Written request — In this exercise, reproduce all the entries that follow exactly.

# Material for this exercise start

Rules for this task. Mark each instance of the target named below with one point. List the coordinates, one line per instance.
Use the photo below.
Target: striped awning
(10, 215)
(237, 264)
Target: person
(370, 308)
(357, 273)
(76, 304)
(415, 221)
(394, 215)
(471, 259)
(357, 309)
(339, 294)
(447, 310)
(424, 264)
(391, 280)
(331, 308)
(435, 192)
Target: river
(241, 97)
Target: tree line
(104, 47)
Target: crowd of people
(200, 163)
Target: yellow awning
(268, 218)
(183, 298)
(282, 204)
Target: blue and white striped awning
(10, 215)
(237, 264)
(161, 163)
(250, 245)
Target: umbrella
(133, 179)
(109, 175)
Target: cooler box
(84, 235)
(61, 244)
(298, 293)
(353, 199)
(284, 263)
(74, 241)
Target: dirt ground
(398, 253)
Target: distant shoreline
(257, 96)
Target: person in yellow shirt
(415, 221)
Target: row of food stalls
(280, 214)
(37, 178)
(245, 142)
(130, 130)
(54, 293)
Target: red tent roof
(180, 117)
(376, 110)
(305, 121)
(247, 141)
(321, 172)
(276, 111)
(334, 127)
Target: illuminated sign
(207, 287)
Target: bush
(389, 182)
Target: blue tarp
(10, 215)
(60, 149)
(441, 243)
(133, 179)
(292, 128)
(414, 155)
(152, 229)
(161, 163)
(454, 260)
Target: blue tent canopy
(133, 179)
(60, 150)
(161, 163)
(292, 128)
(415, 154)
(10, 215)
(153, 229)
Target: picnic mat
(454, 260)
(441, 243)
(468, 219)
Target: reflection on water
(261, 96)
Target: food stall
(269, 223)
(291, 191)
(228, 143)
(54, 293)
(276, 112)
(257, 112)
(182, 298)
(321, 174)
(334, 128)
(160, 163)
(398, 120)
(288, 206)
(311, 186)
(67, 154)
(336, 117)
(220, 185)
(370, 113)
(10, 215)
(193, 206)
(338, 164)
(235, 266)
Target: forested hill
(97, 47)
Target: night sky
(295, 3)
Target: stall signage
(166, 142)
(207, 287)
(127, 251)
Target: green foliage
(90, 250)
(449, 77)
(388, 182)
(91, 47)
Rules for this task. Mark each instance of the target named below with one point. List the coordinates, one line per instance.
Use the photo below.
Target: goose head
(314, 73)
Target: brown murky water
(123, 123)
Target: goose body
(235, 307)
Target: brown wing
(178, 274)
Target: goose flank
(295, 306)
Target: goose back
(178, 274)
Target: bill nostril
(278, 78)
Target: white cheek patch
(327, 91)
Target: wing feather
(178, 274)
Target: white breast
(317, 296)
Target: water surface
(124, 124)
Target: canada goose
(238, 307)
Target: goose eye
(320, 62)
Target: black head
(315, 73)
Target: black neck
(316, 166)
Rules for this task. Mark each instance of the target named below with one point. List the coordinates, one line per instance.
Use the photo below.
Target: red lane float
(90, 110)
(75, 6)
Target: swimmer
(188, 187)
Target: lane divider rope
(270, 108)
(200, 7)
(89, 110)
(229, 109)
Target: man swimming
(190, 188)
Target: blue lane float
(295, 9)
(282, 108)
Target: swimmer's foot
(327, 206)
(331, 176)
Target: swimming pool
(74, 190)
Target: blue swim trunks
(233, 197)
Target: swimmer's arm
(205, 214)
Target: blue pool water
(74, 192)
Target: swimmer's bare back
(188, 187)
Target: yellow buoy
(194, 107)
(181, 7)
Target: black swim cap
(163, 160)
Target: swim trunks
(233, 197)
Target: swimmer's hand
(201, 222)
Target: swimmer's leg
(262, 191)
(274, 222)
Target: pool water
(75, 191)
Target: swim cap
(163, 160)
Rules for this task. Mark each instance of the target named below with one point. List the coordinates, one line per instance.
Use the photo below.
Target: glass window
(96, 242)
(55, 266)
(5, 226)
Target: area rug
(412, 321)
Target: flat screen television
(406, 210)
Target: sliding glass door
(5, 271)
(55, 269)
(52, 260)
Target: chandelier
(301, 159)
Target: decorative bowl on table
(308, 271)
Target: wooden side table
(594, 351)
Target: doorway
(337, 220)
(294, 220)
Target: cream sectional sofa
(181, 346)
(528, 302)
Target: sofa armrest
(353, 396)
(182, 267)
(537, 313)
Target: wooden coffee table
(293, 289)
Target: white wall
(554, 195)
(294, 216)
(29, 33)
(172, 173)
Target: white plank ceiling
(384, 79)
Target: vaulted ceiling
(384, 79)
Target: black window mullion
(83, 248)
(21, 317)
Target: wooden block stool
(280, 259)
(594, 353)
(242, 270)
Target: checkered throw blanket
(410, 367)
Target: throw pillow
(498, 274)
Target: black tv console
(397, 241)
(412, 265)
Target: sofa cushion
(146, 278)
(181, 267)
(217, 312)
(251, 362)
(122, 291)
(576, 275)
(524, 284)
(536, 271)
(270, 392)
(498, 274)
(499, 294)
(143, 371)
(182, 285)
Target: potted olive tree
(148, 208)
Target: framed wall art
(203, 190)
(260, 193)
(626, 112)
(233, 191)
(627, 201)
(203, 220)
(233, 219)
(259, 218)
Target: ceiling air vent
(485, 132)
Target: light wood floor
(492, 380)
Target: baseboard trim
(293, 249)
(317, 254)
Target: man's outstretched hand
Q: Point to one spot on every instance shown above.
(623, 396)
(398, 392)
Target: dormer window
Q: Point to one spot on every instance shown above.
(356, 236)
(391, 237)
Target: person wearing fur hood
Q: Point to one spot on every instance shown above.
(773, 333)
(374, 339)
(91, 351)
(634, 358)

# Material for this exercise end

The response —
Rules for this task. Mark each instance of the target named below with one point. List the coordinates, one line per instance.
Use the photo below.
Target: striped awning
(10, 215)
(237, 264)
Target: person
(370, 308)
(357, 273)
(76, 304)
(415, 221)
(394, 215)
(471, 259)
(357, 309)
(339, 294)
(447, 310)
(424, 264)
(391, 280)
(331, 308)
(435, 192)
Target: river
(241, 97)
Target: tree line
(104, 47)
Target: crowd of people
(200, 163)
Target: yellow awning
(268, 218)
(183, 298)
(282, 204)
Target: blue and white striped awning
(10, 215)
(237, 264)
(161, 163)
(250, 245)
Target: umbrella
(133, 179)
(109, 175)
Target: cooler box
(84, 235)
(61, 244)
(298, 293)
(353, 199)
(284, 263)
(74, 241)
Target: dirt ground
(398, 253)
Target: distant shoreline
(257, 96)
Target: person in yellow shirt
(415, 221)
Target: row of food stalls
(280, 214)
(37, 178)
(245, 142)
(130, 130)
(54, 293)
Target: red tent roof
(180, 117)
(376, 110)
(305, 121)
(247, 141)
(321, 172)
(276, 111)
(334, 127)
Target: illuminated sign
(207, 287)
Target: bush
(389, 182)
Target: blue tarp
(10, 215)
(60, 149)
(441, 243)
(133, 179)
(292, 128)
(414, 155)
(152, 229)
(161, 163)
(454, 260)
Target: blue tent canopy
(133, 179)
(60, 150)
(161, 163)
(292, 128)
(415, 154)
(10, 215)
(153, 229)
Target: picnic mat
(454, 260)
(441, 243)
(468, 219)
Target: reflection on water
(261, 96)
Target: food stall
(269, 223)
(291, 191)
(228, 143)
(54, 293)
(276, 112)
(257, 112)
(182, 298)
(321, 174)
(334, 128)
(160, 163)
(398, 120)
(288, 206)
(311, 186)
(67, 154)
(336, 117)
(220, 185)
(370, 113)
(10, 215)
(193, 206)
(338, 164)
(235, 266)
Target: forested hill
(97, 47)
Target: night sky
(295, 3)
Target: stall signage
(166, 142)
(207, 287)
(127, 251)
Target: green foliage
(90, 250)
(449, 77)
(388, 182)
(91, 47)
Rules for this task. Mark each instance of the target named below with one point. List the coordinates, one line per instance.
Use the photo below.
Target: goose head
(314, 73)
Target: brown murky water
(123, 123)
Target: goose body
(235, 307)
Target: brown wing
(178, 274)
Target: goose flank
(295, 306)
Target: goose back
(178, 274)
Target: bill nostril
(278, 78)
Target: white cheek patch
(327, 91)
Target: wing feather
(178, 274)
Target: white breast
(317, 296)
Target: water surface
(124, 124)
Target: canada goose
(238, 307)
Target: goose eye
(320, 62)
Target: black head
(315, 73)
Target: black neck
(316, 166)
Rules for this task. Mark each instance of the target named below with one point. List the coordinates, one line per instance.
Use the photo below.
Target: red lane float
(90, 110)
(75, 6)
Target: swimmer
(188, 187)
Target: lane divider rope
(270, 108)
(200, 7)
(89, 110)
(229, 109)
Target: man swimming
(190, 188)
Target: blue lane float
(295, 9)
(282, 108)
Target: swimmer's foot
(327, 206)
(331, 176)
Target: swimming pool
(74, 190)
Target: blue swim trunks
(233, 197)
Target: swimmer's arm
(205, 214)
Target: blue pool water
(74, 192)
Target: swimmer's bare back
(188, 187)
Target: yellow buoy
(194, 107)
(181, 7)
Target: black swim cap
(163, 160)
Target: swim trunks
(233, 197)
Target: swimmer's hand
(201, 222)
Target: swimmer's leg
(262, 191)
(274, 222)
Target: pool water
(75, 191)
Target: swim cap
(163, 160)
Rules for this task. Mark each instance of the target named below with one point. List the coordinates, one line per instance.
Use the photo below.
Target: glass window
(96, 242)
(55, 266)
(5, 226)
Target: area rug
(412, 321)
Target: flat screen television
(406, 210)
Target: sliding glass door
(5, 271)
(55, 269)
(52, 260)
Target: chandelier
(301, 159)
Target: decorative bowl on table
(308, 271)
Target: wooden side table
(594, 351)
Target: doorway
(337, 220)
(294, 220)
Target: cream sectional sofa
(181, 346)
(528, 302)
Target: sofa armrest
(353, 396)
(182, 267)
(537, 313)
Target: wooden coffee table
(293, 289)
Target: white wall
(554, 195)
(294, 216)
(29, 33)
(172, 173)
Target: white plank ceiling
(384, 79)
Target: vaulted ceiling
(384, 79)
Target: black window mullion
(83, 248)
(21, 317)
Target: wooden block stool
(280, 259)
(594, 353)
(242, 270)
Target: checkered throw blanket
(410, 367)
Target: throw pillow
(498, 274)
Target: black tv console
(397, 241)
(412, 265)
Target: sofa cushion
(146, 278)
(181, 267)
(217, 312)
(251, 362)
(122, 291)
(576, 275)
(524, 284)
(536, 271)
(270, 392)
(498, 274)
(499, 294)
(143, 371)
(182, 285)
Target: potted olive tree
(148, 208)
Target: framed wall art
(203, 190)
(260, 193)
(626, 112)
(233, 191)
(627, 201)
(203, 220)
(233, 219)
(259, 218)
Target: ceiling air vent
(485, 132)
Target: light wood floor
(492, 380)
Target: baseboard trim
(293, 249)
(317, 254)
Target: man's outstretched hand
Q: Point to one spot on every instance shown above.
(623, 396)
(398, 392)
Target: dormer window
Q: Point to one spot on every instance shown above.
(356, 236)
(391, 237)
Target: person wearing fur hood
Q: Point to one spot on every instance shown above.
(773, 333)
(374, 339)
(91, 351)
(634, 358)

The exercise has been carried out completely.